Yet Judge Kovács, in his dissenting opinion, says that the formal accession of 'Palestine' to the Court, and resolution 67/19 of the General Assembly, should not be read separately from other international law instruments that referred to the Oslo Accords, and that promoted peace initiatives between Israel and the Palestinians.

These include the Road Map of the Quartet, as well as many resolutions of the UN General Assembly, the Security Council, and other UN organs. The resolutions of the General Assembly are non-binding in nature, even if adopted by Majority voting. There are no binding international law instruments regarding Palestinian statehood.

The Prosecutor's request and the Majority opinion referred to non-binding documents but failed to mention that these documents also stress the necessity of establishing borders by way of internationally promoted negotiations. It is obviously premature, in Judge Kovács' opinion, to speak of a fully-fledged 'Palestinian State' and of its territory. It would be more appropriate to refer to 'Palestine' as a nascent State, recognized by some countries, whose borders still need to be negotiated, and the Oslo Accords still play a role in determining its authorities.

* * * * * * * * *

## [Set tasks]
a - In the passage on Judge Kovács' dissent, what would be a more appropriate way to refer to 'Palestine'?
b - How would you sum up the passage on Judge Kovács' dissent in two sentences?
c - Which instruments does the passage on Judge Kovács' dissent give as examples of those that the accession and resolution 67/19 should be read alongside? List every one.

## [Items]
* * * * * * * * *

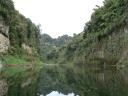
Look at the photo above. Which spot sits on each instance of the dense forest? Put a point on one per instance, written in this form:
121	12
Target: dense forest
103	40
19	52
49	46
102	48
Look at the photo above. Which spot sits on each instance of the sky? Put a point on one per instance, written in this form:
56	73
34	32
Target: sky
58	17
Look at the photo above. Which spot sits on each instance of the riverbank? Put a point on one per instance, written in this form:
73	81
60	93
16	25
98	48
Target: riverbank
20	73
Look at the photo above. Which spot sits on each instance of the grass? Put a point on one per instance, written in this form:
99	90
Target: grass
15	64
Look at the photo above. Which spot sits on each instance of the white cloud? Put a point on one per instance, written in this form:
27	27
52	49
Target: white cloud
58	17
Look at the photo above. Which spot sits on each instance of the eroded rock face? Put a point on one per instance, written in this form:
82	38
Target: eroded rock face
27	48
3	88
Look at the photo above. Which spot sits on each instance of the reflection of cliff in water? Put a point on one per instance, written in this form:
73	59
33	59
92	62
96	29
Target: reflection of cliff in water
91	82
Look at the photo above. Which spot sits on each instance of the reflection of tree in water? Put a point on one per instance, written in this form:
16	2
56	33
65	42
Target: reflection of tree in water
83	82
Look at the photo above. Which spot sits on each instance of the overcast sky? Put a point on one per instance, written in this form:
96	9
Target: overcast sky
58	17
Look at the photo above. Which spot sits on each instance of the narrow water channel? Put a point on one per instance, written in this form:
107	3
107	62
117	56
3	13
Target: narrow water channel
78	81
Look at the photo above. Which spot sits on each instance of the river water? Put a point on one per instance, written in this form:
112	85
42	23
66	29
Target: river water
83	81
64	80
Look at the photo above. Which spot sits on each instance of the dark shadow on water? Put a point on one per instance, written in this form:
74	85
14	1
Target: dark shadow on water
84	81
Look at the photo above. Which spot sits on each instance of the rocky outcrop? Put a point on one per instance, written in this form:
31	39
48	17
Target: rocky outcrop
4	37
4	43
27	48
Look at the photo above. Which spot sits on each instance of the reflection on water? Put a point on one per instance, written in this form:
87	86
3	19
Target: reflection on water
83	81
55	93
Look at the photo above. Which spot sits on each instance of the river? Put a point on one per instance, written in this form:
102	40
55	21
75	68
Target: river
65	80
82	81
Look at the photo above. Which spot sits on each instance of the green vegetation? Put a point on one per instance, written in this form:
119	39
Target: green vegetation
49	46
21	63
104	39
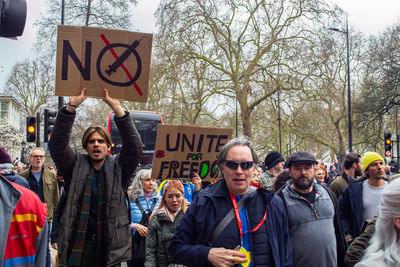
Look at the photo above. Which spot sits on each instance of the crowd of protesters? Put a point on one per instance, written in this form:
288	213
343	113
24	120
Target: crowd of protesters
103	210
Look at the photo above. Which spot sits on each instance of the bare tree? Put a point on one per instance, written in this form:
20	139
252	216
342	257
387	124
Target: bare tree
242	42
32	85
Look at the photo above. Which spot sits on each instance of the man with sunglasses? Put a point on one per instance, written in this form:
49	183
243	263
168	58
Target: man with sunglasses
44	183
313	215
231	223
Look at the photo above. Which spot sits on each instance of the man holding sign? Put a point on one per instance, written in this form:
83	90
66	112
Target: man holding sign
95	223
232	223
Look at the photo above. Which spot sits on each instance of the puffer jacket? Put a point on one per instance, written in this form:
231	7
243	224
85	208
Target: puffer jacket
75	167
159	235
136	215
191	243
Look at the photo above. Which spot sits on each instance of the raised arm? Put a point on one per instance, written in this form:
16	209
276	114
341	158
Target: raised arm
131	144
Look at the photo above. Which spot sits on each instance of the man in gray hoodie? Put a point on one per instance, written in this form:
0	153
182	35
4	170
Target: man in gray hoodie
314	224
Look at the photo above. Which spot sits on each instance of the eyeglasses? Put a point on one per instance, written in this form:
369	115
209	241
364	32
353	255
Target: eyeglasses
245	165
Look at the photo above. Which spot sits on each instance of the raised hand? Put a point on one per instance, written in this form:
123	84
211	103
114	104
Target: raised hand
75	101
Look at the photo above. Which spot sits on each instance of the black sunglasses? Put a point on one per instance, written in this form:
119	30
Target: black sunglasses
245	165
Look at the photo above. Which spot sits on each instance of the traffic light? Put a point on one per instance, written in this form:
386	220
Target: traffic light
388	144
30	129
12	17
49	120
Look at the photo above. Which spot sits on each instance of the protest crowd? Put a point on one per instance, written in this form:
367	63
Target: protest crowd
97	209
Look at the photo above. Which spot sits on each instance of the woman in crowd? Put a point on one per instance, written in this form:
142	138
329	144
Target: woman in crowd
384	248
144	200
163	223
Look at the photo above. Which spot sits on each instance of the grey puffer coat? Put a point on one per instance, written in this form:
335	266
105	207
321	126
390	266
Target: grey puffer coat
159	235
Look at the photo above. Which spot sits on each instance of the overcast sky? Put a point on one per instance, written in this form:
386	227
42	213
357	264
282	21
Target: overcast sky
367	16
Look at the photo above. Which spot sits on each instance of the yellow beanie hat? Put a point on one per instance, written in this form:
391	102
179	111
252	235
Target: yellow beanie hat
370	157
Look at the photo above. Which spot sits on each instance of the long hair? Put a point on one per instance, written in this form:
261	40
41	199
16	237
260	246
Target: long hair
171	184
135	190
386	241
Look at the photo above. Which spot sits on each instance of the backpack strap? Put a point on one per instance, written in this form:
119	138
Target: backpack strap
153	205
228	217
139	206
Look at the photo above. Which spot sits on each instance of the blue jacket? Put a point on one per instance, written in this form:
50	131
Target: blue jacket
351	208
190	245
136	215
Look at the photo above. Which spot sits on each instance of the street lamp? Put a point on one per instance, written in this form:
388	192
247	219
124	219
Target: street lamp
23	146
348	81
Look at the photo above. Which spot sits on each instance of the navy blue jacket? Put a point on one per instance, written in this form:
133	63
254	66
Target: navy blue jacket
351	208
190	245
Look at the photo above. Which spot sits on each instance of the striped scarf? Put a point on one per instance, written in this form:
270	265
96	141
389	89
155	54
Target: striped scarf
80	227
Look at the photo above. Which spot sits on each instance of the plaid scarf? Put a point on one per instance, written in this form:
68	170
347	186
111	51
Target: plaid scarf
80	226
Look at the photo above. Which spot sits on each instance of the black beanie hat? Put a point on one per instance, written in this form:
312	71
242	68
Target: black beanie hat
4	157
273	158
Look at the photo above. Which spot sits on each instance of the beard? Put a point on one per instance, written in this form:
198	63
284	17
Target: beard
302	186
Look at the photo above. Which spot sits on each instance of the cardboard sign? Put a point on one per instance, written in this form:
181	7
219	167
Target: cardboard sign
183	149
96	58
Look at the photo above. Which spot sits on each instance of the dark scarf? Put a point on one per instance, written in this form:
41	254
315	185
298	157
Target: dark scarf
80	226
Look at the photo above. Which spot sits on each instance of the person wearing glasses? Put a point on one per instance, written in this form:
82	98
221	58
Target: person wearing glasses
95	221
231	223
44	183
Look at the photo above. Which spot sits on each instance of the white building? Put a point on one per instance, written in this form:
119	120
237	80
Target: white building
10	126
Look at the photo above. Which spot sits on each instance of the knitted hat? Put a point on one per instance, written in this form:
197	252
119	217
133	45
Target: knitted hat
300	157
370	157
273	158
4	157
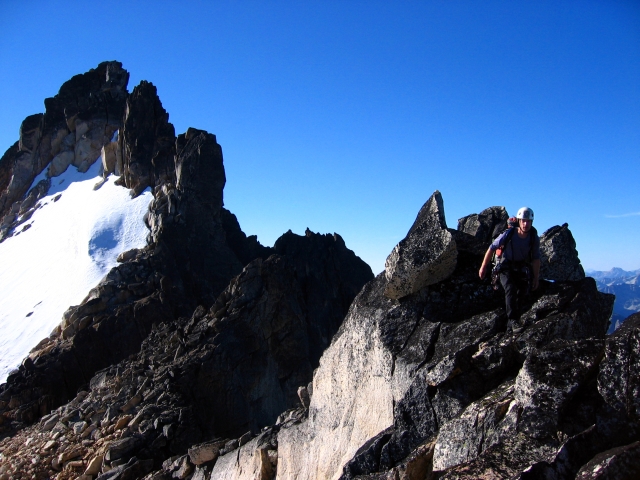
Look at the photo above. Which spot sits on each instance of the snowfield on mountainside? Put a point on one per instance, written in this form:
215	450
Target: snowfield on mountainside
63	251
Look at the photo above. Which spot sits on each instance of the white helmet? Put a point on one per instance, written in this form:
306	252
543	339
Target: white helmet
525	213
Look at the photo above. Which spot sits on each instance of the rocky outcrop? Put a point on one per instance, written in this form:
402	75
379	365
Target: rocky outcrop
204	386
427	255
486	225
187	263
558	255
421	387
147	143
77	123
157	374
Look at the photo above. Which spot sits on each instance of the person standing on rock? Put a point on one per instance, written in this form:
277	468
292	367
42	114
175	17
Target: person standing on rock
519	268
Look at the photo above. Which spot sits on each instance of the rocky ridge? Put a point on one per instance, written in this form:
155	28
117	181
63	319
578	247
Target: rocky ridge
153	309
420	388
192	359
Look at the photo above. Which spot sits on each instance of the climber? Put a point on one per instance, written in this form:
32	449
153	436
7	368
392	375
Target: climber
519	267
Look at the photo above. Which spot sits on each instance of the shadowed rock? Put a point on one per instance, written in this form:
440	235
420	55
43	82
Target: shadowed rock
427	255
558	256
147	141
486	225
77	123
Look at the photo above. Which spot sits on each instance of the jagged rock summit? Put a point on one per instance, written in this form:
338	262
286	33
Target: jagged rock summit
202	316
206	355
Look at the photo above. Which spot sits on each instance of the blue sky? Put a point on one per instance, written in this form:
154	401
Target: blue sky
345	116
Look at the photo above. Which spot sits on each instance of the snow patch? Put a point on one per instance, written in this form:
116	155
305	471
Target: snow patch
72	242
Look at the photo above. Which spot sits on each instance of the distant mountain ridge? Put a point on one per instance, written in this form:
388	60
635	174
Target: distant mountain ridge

* * * * * * * * *

## [Exercise results]
a - As a nascent State, recognized by some countries, whose borders still need to be negotiated.

b - Judge Kovács argues that Palestine's accession to the Court and General Assembly resolution 67/19 should be read together with other instruments that referred to the Oslo Accords and promoted peace between Israel and the Palestinians, and he notes that the Prosecutor and the Majority left out that the non-binding documents they cited stress negotiated borders. In his view it is premature to speak of a fully-fledged Palestinian State, and Palestine is better described as a nascent State whose borders still need to be negotiated and whose authorities are still shaped by the Oslo Accords.

c -
- The Road Map of the Quartet
- Resolutions of the UN General Assembly
- Resolutions of the Security Council
- Resolutions of other UN organs